PETICIÓN 1: Pasa a una lista JSON de cadenas, con una cadena por línea y sin las líneas en blanco, solo la parte del listado que empieza en la línea que contiene "Where can you spot the pool handrail?" y termina al final del listado, incluidos ambos extremos.

==== EXTRACTO

Agradezco al Abad General sus palabras de saludo y presentación. Sé que estáis celebrando la segunda parte de vuestro Capítulo General, en la Porciúncula de Santa María de los Ángeles: un lugar tan rico en gracia que seguramente habrá contribuido a inspirar vuestras jornadas.
Me alegro con vosotros por el éxito de la primera parte del Capítulo, celebrado en el mismo lugar, durante el cual se eligió también al nuevo Abad General. Usted, Padre, se puso inmediatamente a visitar las doce regiones en las que se encuentran sus monasterios. Me gusta pensar que esta «visita» se produjo con el santo cuidado que la Virgen María nos muestra en el Evangelio. «Se levantó y se fue deprisa», dice Lucas (1,39), y esta expresión merece siempre ser contemplada, para que podamos imitarla, con la gracia del Espíritu Santo. Me gusta rezar a la Virgen que tiene «prisa»: «Señora, tienes prisa, ¿verdad?». Y ella entiende ese lenguaje.

========
==== ENTRADAS

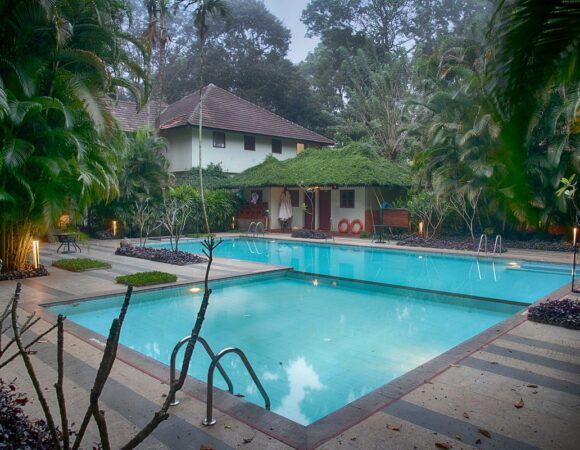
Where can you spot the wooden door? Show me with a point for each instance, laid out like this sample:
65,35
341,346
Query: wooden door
324,210
310,200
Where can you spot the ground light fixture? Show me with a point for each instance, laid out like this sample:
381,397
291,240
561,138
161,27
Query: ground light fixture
36,254
575,247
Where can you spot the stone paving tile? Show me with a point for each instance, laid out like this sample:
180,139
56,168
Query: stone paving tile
373,434
527,425
552,402
528,367
545,349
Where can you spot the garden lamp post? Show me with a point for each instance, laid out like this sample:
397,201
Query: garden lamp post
35,254
575,248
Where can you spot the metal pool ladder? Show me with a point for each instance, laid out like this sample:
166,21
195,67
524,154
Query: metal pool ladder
482,239
495,245
256,228
252,228
209,420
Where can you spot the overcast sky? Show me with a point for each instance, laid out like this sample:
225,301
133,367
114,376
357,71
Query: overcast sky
289,12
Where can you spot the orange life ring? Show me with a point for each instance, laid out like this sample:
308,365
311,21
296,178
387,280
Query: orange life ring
358,229
342,230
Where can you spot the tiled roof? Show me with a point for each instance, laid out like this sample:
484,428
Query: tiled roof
225,111
131,119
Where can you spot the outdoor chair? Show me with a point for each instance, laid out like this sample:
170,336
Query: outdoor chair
67,240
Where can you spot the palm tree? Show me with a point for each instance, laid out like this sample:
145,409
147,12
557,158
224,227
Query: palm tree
203,9
59,144
535,46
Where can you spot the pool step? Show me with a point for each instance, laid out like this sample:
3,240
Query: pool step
541,269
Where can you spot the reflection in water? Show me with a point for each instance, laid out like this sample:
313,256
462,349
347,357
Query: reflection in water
301,376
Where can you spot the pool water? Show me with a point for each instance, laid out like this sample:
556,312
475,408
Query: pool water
499,279
316,344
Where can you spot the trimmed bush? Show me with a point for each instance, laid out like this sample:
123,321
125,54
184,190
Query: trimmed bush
81,264
161,255
146,278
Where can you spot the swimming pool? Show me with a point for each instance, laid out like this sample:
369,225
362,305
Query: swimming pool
316,344
500,279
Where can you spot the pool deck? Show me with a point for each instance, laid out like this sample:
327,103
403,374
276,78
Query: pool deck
466,397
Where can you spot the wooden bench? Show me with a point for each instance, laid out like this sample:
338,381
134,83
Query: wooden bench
392,218
66,240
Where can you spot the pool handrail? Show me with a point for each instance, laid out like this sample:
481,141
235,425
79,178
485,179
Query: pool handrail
209,352
482,238
253,226
497,240
209,420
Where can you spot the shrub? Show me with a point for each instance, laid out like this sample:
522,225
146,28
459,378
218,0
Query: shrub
146,278
17,431
163,255
80,264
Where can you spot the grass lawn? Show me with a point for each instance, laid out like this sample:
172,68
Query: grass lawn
146,278
81,264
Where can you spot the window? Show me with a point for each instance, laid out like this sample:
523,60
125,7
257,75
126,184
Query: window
347,198
250,143
295,198
219,139
276,146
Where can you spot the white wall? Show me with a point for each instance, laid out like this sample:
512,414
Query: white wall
179,149
233,157
358,212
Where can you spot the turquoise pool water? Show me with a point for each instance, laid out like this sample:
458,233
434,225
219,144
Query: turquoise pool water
316,346
508,280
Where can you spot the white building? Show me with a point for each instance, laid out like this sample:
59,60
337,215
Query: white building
235,132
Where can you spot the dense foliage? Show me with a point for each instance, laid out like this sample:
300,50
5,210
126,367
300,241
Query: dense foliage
60,148
352,165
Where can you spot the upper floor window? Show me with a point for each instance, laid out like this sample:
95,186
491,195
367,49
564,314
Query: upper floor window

========

PETICIÓN 2: Imprime del extracto el pasaje que empieza en "Agradezco al Abad" y termina en "inspirar vuestras jornadas.", sin cambiar nada.

SALIDA COMPLETA 1:
[
  "Where can you spot the pool handrail? Show me with a point for each instance, laid out like this sample:",
  "481,141",
  "235,425",
  "79,178",
  "485,179",
  "Query: pool handrail",
  "209,352",
  "482,238",
  "253,226",
  "497,240",
  "209,420",
  "Where can you spot the shrub? Show me with a point for each instance, laid out like this sample:",
  "522,225",
  "146,28",
  "459,378",
  "218,0",
  "Query: shrub",
  "146,278",
  "17,431",
  "163,255",
  "80,264",
  "Where can you spot the grass lawn? Show me with a point for each instance, laid out like this sample:",
  "172,68",
  "Query: grass lawn",
  "146,278",
  "81,264",
  "Where can you spot the window? Show me with a point for each instance, laid out like this sample:",
  "523,60",
  "125,7",
  "257,75",
  "126,184",
  "Query: window",
  "347,198",
  "250,143",
  "295,198",
  "219,139",
  "276,146",
  "Where can you spot the white wall? Show me with a point for each instance, laid out like this sample:",
  "512,414",
  "Query: white wall",
  "179,149",
  "233,157",
  "358,212",
  "Where can you spot the turquoise pool water? Show me with a point for each instance, laid out like this sample:",
  "458,233",
  "434,225",
  "219,144",
  "Query: turquoise pool water",
  "316,346",
  "508,280",
  "Where can you spot the white building? Show me with a point for each instance, laid out like this sample:",
  "59,60",
  "337,215",
  "Query: white building",
  "235,132",
  "Where can you spot the dense foliage? Show me with a point for each instance, laid out like this sample:",
  "300,50",
  "5,210",
  "126,367",
  "300,241",
  "Query: dense foliage",
  "60,148",
  "352,165",
  "Where can you spot the upper floor window? Show me with a point for each instance, laid out like this sample:",
  "95,186",
  "491,195",
  "367,49",
  "564,314",
  "Query: upper floor window"
]

SALIDA COMPLETA 2:
Agradezco al Abad General sus palabras de saludo y presentación. Sé que estáis celebrando la segunda parte de vuestro Capítulo General, en la Porciúncula de Santa María de los Ángeles: un lugar tan rico en gracia que seguramente habrá contribuido a inspirar vuestras jornadas.